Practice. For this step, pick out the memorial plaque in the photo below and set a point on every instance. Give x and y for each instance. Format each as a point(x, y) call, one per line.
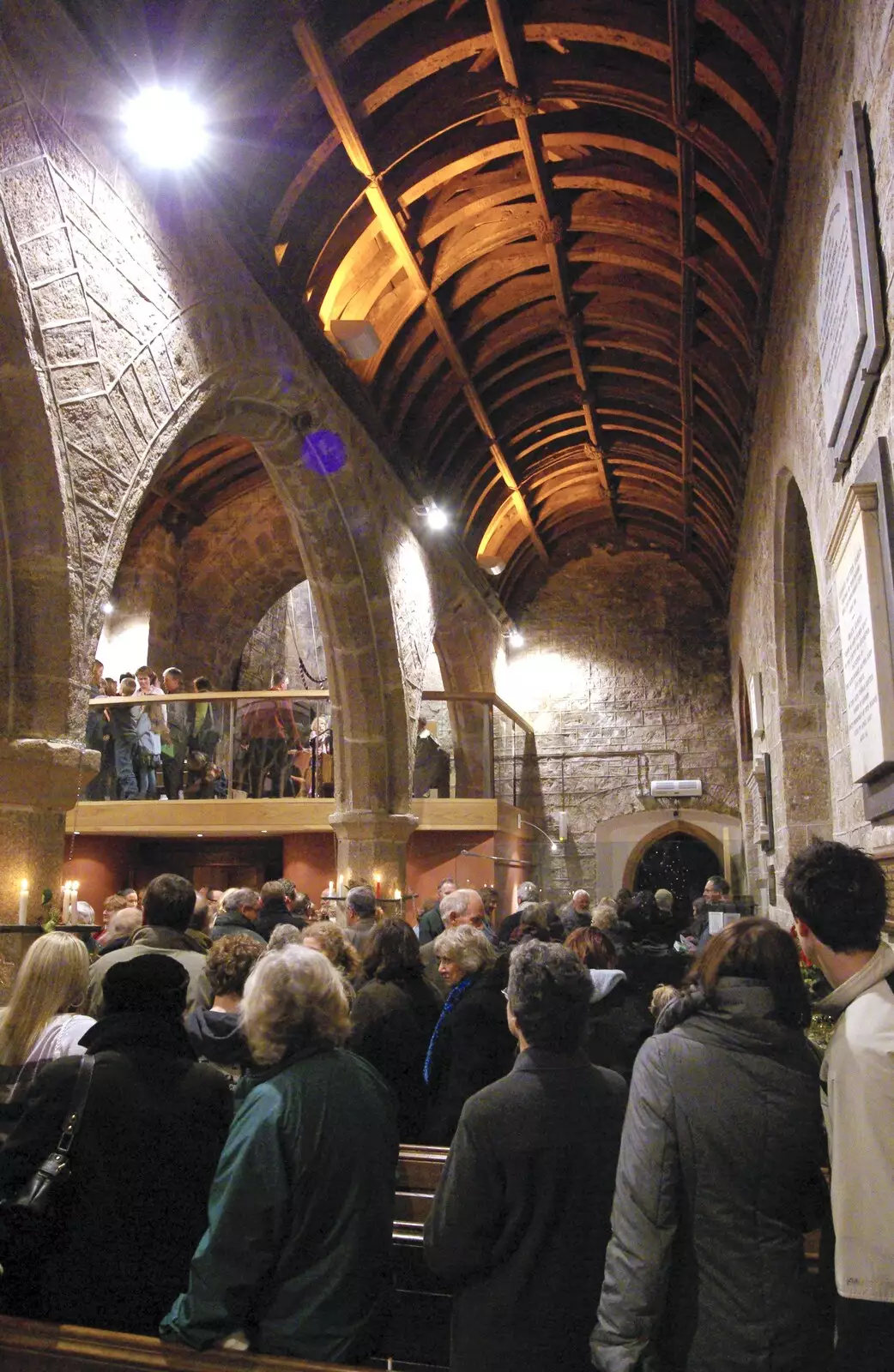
point(850, 310)
point(841, 313)
point(855, 557)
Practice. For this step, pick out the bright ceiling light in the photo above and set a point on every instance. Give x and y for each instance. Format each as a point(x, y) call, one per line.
point(165, 128)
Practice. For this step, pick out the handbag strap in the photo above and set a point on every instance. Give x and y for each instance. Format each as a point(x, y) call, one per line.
point(79, 1101)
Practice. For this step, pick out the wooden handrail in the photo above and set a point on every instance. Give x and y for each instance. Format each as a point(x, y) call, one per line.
point(191, 697)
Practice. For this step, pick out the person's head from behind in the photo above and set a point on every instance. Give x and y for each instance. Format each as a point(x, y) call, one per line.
point(594, 947)
point(605, 916)
point(756, 950)
point(172, 681)
point(360, 903)
point(391, 951)
point(169, 902)
point(293, 1002)
point(242, 900)
point(837, 895)
point(550, 992)
point(528, 892)
point(463, 951)
point(329, 940)
point(463, 907)
point(489, 899)
point(153, 984)
point(51, 980)
point(123, 924)
point(642, 914)
point(228, 965)
point(281, 935)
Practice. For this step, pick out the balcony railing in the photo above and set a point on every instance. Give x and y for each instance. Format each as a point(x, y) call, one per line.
point(237, 745)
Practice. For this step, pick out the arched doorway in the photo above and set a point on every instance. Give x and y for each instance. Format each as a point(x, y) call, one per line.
point(680, 864)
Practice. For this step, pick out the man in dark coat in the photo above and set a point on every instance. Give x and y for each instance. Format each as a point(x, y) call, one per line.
point(274, 910)
point(143, 1161)
point(521, 1219)
point(239, 916)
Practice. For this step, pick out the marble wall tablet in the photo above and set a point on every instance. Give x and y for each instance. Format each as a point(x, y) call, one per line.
point(841, 313)
point(855, 556)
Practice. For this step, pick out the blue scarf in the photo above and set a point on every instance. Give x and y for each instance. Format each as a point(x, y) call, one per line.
point(456, 995)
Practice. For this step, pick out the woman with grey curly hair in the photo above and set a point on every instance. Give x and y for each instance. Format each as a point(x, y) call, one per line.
point(295, 1260)
point(471, 1044)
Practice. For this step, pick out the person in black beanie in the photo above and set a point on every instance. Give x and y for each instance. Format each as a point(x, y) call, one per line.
point(151, 1132)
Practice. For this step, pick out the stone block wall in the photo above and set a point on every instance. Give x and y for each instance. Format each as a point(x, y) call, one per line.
point(848, 55)
point(625, 678)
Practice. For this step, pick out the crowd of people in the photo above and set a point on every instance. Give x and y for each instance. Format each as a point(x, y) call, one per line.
point(169, 749)
point(637, 1125)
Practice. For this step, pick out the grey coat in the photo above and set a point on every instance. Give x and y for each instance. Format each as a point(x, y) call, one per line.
point(717, 1182)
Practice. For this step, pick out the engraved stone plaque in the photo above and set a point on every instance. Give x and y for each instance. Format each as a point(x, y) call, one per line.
point(841, 312)
point(855, 557)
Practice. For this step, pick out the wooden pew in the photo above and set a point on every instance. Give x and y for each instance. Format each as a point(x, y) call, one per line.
point(27, 1346)
point(418, 1335)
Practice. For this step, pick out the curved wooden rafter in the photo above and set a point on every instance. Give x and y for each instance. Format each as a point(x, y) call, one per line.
point(557, 216)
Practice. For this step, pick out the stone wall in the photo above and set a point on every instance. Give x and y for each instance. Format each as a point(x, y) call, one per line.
point(848, 55)
point(624, 676)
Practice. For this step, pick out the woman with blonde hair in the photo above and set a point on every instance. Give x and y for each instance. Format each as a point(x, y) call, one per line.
point(41, 1021)
point(297, 1255)
point(471, 1044)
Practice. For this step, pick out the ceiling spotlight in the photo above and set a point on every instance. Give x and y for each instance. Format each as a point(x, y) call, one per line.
point(165, 128)
point(432, 512)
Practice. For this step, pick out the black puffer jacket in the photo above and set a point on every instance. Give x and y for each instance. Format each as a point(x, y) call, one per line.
point(473, 1049)
point(717, 1182)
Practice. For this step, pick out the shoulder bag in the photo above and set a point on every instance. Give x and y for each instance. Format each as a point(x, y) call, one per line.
point(27, 1220)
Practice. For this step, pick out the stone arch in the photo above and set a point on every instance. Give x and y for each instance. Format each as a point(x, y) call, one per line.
point(802, 751)
point(674, 827)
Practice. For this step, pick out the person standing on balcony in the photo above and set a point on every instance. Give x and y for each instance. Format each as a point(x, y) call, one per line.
point(176, 734)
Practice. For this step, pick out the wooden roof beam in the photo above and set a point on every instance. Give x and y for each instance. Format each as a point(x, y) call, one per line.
point(523, 109)
point(680, 27)
point(342, 120)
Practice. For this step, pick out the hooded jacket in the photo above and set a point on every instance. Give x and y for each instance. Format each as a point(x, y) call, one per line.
point(717, 1182)
point(859, 1102)
point(216, 1036)
point(617, 1024)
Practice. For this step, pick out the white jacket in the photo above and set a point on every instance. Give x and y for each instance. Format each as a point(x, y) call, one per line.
point(859, 1104)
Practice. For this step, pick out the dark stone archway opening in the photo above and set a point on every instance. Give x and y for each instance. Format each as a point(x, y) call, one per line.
point(680, 864)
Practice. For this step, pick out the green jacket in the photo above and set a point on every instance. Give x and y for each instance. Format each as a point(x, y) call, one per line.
point(299, 1248)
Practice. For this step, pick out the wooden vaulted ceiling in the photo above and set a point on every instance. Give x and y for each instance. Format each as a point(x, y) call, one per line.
point(559, 219)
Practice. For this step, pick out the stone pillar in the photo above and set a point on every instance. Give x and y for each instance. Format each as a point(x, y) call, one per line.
point(372, 843)
point(40, 781)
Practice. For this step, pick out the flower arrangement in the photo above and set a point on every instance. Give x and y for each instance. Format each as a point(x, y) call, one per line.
point(821, 1026)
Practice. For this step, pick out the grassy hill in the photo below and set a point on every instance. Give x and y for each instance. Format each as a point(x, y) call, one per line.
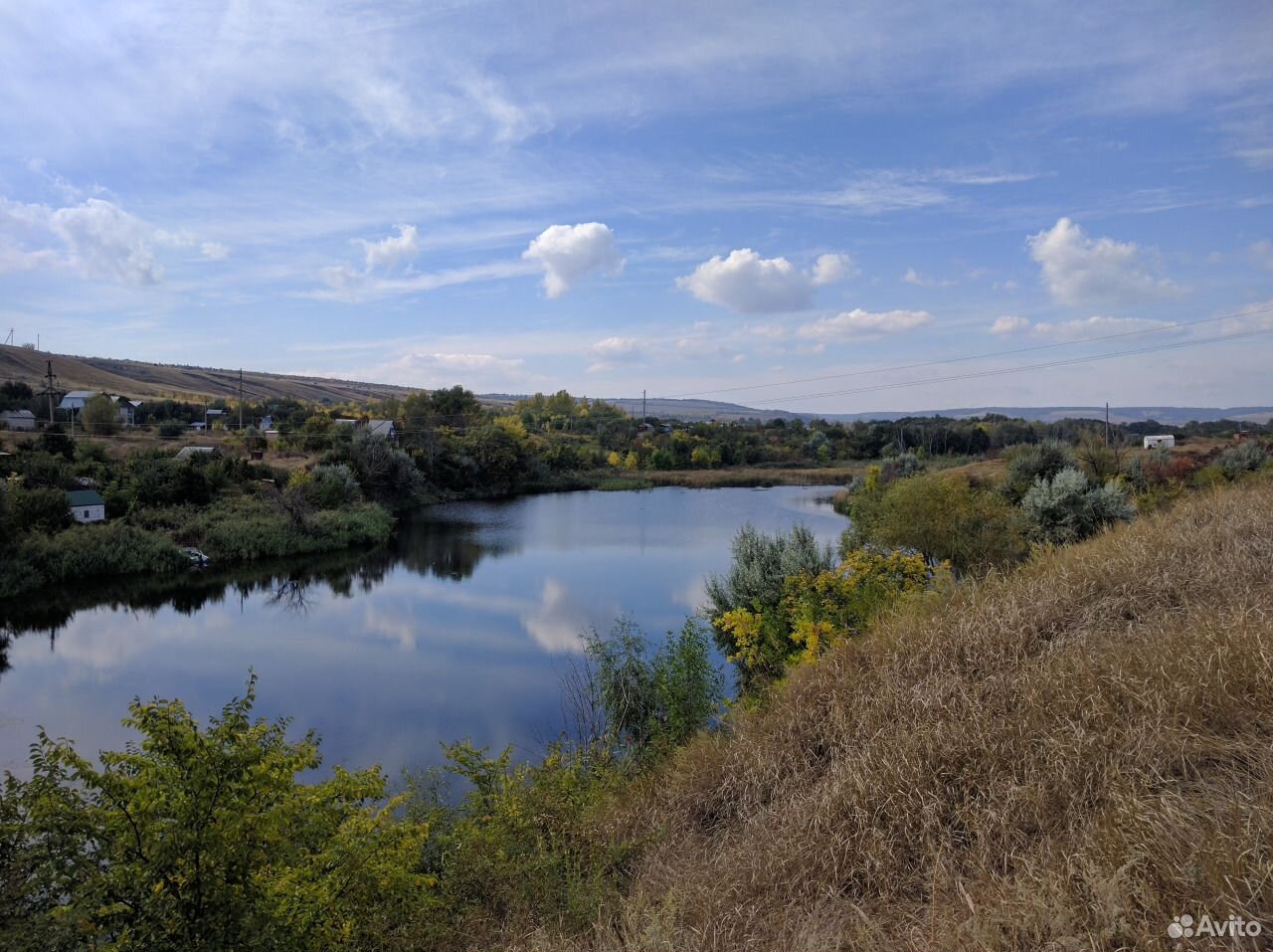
point(1064, 757)
point(140, 379)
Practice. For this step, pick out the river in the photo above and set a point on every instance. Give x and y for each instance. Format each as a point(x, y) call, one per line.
point(458, 629)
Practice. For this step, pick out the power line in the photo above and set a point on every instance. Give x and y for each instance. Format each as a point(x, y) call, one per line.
point(1023, 368)
point(974, 356)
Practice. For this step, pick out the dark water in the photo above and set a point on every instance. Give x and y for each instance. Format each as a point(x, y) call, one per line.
point(459, 629)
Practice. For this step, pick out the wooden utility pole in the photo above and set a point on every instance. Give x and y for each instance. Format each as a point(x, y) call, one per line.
point(49, 388)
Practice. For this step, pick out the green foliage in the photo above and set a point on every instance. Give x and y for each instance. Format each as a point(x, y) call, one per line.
point(1031, 463)
point(205, 839)
point(522, 850)
point(1068, 506)
point(652, 702)
point(819, 609)
point(1245, 457)
point(99, 415)
point(40, 509)
point(941, 515)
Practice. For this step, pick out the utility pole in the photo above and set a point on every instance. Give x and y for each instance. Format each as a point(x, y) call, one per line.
point(49, 388)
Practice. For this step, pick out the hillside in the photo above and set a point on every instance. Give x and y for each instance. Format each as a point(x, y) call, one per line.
point(140, 379)
point(1066, 757)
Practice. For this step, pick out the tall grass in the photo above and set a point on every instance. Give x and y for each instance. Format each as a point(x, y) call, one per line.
point(1068, 756)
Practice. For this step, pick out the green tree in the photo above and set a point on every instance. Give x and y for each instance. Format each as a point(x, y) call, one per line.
point(941, 515)
point(203, 839)
point(99, 415)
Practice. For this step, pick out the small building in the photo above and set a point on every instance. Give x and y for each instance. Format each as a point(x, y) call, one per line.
point(382, 428)
point(17, 420)
point(87, 505)
point(199, 452)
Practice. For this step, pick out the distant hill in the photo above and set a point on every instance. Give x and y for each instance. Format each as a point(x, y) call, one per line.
point(141, 381)
point(1176, 415)
point(148, 381)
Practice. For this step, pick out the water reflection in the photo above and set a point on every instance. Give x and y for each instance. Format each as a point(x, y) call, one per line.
point(457, 629)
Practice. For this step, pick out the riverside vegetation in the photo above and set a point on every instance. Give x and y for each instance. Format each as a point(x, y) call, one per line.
point(453, 447)
point(1060, 739)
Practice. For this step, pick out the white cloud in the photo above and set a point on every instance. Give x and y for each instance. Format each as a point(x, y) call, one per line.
point(1098, 326)
point(392, 250)
point(750, 284)
point(1262, 252)
point(104, 241)
point(1081, 270)
point(917, 279)
point(571, 252)
point(1009, 323)
point(830, 269)
point(858, 323)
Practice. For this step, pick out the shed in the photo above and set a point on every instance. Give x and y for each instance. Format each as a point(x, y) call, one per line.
point(87, 505)
point(17, 420)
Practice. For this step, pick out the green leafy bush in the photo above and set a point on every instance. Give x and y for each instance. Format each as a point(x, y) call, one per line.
point(1069, 506)
point(1245, 457)
point(205, 839)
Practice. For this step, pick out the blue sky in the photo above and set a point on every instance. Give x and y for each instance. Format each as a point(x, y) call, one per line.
point(685, 199)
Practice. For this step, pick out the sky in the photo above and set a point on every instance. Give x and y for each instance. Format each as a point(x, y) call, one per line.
point(719, 200)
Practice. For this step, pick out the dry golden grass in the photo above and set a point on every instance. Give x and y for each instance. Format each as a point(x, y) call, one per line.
point(1066, 757)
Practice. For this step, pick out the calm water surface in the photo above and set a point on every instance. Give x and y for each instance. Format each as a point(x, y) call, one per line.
point(459, 629)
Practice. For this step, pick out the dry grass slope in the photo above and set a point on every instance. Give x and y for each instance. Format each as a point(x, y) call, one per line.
point(139, 379)
point(1067, 757)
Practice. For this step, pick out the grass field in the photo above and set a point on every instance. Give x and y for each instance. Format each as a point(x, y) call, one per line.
point(1064, 757)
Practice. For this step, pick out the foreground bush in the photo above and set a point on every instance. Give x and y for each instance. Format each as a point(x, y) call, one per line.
point(941, 515)
point(204, 839)
point(1064, 757)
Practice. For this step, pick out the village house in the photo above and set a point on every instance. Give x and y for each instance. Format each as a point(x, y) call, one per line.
point(17, 420)
point(125, 409)
point(87, 505)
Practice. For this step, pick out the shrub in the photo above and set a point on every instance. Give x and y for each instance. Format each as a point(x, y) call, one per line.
point(944, 517)
point(649, 704)
point(1030, 463)
point(1068, 506)
point(204, 838)
point(1245, 457)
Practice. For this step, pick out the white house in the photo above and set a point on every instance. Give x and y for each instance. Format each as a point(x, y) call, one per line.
point(87, 505)
point(382, 428)
point(74, 401)
point(17, 420)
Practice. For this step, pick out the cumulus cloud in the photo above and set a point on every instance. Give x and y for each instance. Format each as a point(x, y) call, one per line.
point(1009, 323)
point(749, 284)
point(919, 281)
point(392, 250)
point(96, 238)
point(1262, 252)
point(1081, 270)
point(858, 323)
point(1098, 326)
point(830, 269)
point(569, 254)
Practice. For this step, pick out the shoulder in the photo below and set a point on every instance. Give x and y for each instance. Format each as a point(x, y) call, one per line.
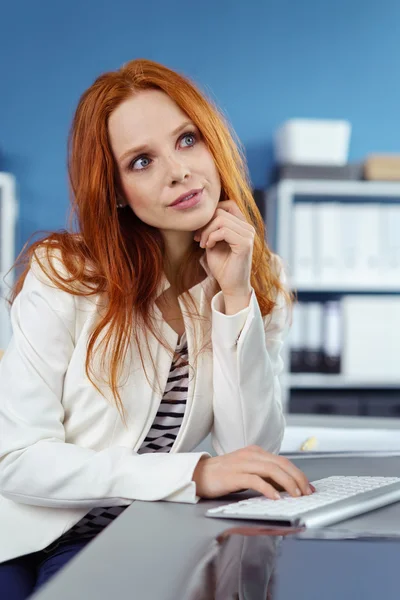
point(61, 265)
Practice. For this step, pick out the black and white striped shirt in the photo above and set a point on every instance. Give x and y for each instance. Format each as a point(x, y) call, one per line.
point(160, 438)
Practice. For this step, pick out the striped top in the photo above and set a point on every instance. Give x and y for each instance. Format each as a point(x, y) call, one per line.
point(160, 438)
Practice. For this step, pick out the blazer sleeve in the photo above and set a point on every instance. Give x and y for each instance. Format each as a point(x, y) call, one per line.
point(38, 466)
point(247, 362)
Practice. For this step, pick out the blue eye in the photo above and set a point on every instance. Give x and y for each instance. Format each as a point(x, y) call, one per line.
point(190, 137)
point(138, 165)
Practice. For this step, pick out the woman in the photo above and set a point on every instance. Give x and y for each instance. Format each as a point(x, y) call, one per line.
point(158, 319)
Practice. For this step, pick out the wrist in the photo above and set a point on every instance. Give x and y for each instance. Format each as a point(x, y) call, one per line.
point(234, 303)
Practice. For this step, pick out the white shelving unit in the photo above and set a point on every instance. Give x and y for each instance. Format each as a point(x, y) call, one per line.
point(8, 220)
point(279, 204)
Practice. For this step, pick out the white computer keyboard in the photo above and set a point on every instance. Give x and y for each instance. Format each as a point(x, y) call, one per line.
point(336, 499)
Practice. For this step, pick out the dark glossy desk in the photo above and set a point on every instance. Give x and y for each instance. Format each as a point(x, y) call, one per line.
point(149, 552)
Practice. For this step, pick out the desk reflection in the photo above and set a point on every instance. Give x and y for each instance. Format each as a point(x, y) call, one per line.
point(238, 565)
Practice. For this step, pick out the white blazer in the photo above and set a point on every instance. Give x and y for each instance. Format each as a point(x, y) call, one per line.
point(64, 448)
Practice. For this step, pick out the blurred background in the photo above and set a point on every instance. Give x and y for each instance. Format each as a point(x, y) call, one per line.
point(313, 92)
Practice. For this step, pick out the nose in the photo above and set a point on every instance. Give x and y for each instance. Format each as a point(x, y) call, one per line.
point(178, 170)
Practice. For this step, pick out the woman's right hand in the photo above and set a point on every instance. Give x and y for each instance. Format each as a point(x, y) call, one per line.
point(249, 468)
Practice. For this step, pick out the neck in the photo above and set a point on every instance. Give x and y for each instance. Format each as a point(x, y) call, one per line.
point(177, 246)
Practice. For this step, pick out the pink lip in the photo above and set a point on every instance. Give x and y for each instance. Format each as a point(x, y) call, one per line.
point(181, 204)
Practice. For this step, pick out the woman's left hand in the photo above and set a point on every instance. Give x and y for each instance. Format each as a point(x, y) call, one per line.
point(229, 240)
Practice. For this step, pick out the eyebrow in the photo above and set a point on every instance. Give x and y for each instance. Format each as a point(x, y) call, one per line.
point(146, 148)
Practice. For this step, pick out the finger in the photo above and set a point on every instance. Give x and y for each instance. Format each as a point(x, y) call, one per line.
point(221, 219)
point(285, 464)
point(231, 237)
point(277, 476)
point(230, 206)
point(258, 484)
point(293, 471)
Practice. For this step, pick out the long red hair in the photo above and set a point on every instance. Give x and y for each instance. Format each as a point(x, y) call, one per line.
point(110, 251)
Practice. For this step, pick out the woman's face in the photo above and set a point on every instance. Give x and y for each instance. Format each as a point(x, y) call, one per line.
point(161, 157)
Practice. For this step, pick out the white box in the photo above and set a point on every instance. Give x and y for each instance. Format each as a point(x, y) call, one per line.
point(313, 142)
point(371, 344)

──────

_The task_. Your answer must be an exact transcription of the lines from the one containing "Practice. For this step, pick out the woman's left" through the last line of the records above, and nothing else.

_Completed task_.
Practice. For this step, pick out the woman's left hand in the photo above and set a point on every instance. Give x and y for each instance. Format each as a point(x, y) call, one per line.
point(229, 240)
Practice. For this step, pick out the eyebrow in the photo above and set a point on every instance. Give x and y for each instance. Format each as a point(x, y) call, one per line.
point(146, 148)
Practice. For this step, pick out the finger in the photo above and set a point on every instance. Give x and y for each instance. Format each as a point(x, y) call, one per line.
point(221, 219)
point(285, 464)
point(231, 237)
point(277, 476)
point(230, 206)
point(258, 484)
point(293, 471)
Practice. For this step, pick out the long red hair in the photo above and set a point on every instance. Give x and y for each instance. Format each as a point(x, y) call, one per line.
point(110, 251)
Practice. For this step, pick out the woman's face in the photo above and set a point on every instance. Give x and y for each instance. Format each as a point(x, y) call, one per line.
point(161, 157)
Practice. For this step, pick out the white box in the photo above and set a point on every instance. Give x and y for each instance. Format each as a point(x, y) call, one per line.
point(313, 142)
point(371, 344)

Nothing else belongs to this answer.